> WHAT THE EXERCISE ASKS: Exactly reproduce the line that contains "phrase -- priest in purple robe" and all lines after it in the entries below, through the very last line.

> DATA FOR THE TASK:

____________________

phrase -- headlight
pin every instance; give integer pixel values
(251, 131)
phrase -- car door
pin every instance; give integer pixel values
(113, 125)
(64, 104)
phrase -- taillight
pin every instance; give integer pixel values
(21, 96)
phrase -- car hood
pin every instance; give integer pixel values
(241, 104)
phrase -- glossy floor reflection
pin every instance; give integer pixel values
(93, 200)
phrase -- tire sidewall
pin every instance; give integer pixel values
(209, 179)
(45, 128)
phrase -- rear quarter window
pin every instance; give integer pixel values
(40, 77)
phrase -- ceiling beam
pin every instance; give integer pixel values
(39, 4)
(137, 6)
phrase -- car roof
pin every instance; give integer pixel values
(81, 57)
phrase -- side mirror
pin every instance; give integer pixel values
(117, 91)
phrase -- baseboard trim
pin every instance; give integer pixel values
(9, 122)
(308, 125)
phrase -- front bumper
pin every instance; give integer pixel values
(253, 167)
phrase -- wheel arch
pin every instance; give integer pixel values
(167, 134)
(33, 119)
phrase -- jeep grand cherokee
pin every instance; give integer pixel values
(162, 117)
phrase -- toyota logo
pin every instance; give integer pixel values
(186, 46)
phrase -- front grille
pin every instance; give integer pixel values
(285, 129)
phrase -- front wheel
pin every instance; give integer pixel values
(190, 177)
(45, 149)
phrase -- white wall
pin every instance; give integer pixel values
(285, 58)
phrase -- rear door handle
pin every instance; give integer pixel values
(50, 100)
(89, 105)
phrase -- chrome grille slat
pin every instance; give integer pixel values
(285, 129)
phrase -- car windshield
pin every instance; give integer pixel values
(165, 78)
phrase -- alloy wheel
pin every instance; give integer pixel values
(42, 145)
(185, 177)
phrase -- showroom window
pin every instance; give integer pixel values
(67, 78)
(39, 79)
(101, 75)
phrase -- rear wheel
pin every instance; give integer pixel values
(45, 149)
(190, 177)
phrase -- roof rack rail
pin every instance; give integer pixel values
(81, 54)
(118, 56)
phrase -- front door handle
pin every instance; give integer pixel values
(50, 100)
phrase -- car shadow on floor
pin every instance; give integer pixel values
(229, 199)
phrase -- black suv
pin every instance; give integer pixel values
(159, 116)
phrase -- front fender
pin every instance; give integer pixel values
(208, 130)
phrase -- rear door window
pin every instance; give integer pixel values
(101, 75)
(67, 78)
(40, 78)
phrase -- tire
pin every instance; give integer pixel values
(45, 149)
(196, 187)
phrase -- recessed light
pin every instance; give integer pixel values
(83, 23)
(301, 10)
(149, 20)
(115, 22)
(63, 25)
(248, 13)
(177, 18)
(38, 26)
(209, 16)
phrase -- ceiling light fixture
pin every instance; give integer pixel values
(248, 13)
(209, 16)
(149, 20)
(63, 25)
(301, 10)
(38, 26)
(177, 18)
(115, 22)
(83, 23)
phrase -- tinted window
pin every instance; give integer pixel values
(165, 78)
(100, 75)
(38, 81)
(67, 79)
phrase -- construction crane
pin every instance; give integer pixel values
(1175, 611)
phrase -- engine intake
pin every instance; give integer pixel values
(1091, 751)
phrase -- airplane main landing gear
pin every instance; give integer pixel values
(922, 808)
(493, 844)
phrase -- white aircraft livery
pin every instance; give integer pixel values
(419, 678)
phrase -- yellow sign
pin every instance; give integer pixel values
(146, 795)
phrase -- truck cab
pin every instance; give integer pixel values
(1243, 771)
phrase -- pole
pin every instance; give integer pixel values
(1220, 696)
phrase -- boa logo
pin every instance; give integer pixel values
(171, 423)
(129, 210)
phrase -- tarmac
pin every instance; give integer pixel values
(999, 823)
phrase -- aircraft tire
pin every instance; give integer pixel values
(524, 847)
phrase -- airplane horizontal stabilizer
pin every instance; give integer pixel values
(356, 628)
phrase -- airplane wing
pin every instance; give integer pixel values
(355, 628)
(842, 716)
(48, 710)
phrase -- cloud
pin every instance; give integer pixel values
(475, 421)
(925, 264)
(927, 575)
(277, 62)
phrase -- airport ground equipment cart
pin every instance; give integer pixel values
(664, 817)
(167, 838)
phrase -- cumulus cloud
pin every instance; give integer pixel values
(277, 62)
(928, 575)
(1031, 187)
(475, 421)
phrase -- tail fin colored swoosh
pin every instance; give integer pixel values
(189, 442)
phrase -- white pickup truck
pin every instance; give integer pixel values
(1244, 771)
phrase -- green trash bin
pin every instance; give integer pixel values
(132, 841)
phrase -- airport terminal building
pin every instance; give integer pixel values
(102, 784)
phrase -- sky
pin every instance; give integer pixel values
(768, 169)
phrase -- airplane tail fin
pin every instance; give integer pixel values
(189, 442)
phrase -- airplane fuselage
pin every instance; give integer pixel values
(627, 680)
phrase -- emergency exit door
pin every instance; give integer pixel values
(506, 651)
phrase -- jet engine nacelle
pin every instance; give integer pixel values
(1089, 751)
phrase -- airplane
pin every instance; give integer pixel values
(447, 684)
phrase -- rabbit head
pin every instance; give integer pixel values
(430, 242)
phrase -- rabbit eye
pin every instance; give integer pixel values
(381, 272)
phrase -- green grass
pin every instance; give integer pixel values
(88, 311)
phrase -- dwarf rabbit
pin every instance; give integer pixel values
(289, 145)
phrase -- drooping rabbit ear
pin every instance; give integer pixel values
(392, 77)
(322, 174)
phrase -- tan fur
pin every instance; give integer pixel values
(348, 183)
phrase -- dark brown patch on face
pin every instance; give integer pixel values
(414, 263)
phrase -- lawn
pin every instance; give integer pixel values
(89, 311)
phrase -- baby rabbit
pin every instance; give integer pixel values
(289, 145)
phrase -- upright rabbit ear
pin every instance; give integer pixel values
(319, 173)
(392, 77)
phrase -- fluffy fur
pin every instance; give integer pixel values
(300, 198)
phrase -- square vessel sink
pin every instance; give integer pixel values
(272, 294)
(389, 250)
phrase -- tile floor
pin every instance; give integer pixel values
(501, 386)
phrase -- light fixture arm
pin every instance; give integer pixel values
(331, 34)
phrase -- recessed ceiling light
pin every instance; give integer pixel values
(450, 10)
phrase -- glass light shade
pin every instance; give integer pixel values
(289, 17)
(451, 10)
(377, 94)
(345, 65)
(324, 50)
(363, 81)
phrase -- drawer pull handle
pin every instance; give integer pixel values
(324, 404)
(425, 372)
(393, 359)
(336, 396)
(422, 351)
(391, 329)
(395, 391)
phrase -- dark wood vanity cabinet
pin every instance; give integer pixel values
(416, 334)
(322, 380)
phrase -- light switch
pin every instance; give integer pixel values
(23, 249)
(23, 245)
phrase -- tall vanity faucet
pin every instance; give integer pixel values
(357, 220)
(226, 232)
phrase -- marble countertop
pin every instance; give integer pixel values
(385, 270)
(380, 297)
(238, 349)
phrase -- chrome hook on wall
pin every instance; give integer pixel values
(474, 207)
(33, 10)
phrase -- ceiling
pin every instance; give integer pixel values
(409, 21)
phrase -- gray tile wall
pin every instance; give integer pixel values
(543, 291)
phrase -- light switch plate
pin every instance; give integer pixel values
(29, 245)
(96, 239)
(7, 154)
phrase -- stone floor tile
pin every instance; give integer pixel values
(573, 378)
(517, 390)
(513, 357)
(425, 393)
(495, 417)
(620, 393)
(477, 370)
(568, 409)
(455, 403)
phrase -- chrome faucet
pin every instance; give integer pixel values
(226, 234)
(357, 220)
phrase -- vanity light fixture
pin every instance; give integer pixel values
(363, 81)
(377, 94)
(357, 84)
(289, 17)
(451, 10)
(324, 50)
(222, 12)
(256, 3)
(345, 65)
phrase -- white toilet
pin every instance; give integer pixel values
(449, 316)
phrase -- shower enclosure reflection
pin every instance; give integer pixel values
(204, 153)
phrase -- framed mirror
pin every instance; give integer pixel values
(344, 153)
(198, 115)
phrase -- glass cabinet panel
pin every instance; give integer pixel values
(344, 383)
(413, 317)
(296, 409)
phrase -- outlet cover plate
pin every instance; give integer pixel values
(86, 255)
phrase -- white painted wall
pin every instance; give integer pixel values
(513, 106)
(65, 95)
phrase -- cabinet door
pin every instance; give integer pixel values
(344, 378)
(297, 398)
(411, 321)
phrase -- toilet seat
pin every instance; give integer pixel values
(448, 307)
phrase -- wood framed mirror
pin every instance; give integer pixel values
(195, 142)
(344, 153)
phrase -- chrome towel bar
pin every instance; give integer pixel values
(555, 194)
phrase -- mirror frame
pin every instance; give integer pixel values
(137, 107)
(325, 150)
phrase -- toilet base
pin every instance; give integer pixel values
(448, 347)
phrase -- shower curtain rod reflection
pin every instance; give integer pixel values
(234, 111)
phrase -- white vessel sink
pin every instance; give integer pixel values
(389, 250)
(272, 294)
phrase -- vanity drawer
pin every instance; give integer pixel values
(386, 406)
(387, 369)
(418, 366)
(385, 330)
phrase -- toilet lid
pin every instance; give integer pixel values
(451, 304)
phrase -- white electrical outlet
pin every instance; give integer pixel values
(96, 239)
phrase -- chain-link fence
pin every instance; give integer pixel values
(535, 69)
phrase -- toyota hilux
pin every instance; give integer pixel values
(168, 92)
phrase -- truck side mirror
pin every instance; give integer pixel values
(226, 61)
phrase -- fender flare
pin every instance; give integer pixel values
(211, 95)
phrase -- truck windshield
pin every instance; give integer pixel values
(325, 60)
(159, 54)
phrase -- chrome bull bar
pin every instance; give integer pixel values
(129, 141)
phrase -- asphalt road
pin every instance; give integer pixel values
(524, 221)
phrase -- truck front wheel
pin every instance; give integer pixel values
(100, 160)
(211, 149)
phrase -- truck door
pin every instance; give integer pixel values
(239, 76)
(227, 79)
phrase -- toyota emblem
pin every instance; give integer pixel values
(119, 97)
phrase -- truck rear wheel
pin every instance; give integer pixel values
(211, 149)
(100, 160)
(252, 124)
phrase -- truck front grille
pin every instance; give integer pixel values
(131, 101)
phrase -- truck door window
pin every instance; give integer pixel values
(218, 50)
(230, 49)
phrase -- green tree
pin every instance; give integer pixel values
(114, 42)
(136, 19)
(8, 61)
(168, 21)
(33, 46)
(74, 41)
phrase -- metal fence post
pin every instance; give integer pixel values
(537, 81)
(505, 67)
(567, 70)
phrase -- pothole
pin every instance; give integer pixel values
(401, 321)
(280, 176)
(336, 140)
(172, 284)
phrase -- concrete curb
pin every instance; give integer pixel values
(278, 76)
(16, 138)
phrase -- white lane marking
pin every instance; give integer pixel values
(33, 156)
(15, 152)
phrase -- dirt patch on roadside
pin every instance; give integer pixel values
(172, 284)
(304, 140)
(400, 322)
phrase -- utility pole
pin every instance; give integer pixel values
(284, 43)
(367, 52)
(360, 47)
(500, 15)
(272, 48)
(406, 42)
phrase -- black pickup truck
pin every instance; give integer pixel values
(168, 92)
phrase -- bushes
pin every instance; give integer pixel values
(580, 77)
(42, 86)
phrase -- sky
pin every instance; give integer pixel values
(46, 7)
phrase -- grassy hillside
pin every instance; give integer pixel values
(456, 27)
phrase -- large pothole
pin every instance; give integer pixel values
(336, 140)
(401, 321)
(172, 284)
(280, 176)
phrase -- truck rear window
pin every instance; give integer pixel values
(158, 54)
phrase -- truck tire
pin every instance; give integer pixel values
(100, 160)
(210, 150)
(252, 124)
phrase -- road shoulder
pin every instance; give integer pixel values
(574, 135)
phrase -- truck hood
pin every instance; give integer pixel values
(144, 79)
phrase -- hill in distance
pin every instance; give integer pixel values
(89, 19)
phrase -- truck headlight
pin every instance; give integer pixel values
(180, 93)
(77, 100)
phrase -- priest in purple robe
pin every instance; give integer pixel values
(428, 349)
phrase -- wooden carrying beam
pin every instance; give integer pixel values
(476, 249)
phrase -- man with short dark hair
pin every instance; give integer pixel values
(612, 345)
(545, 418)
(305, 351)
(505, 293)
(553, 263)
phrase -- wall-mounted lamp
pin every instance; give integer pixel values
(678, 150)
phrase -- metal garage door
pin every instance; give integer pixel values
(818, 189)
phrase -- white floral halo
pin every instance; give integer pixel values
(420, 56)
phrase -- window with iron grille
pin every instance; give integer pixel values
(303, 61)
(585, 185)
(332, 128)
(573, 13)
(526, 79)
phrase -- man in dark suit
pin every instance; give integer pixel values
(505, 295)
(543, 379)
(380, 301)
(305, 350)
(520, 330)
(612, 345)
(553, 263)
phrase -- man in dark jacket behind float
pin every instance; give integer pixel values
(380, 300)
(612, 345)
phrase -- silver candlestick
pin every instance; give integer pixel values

____________________

> SOLUTION BELOW:
phrase -- priest in purple robe
pin every instance; give integer pixel values
(428, 349)
phrase -- wooden carrying beam
pin every instance; give integer pixel values
(476, 249)
phrase -- man with short dark hair
pin every instance; give integer pixel values
(612, 345)
(545, 418)
(305, 351)
(505, 293)
(553, 263)
phrase -- wall-mounted lamp
pin every instance; give integer pixel values
(678, 150)
phrase -- metal garage door
pin every instance; give integer pixel values
(818, 189)
phrase -- white floral halo
pin every instance; give integer pixel values
(420, 56)
phrase -- window with iron grille
pin every instance; give integer pixel values
(303, 61)
(585, 185)
(332, 128)
(573, 13)
(526, 79)
phrase -- man in dark suit
pin every instance; give integer pixel values
(505, 295)
(543, 379)
(380, 301)
(305, 350)
(520, 330)
(612, 345)
(553, 263)
phrase -- man in dark jacket behind float
pin every instance; give integer pixel values
(380, 300)
(612, 345)
phrase -- silver candlestick
pin every instance; give integer pixel values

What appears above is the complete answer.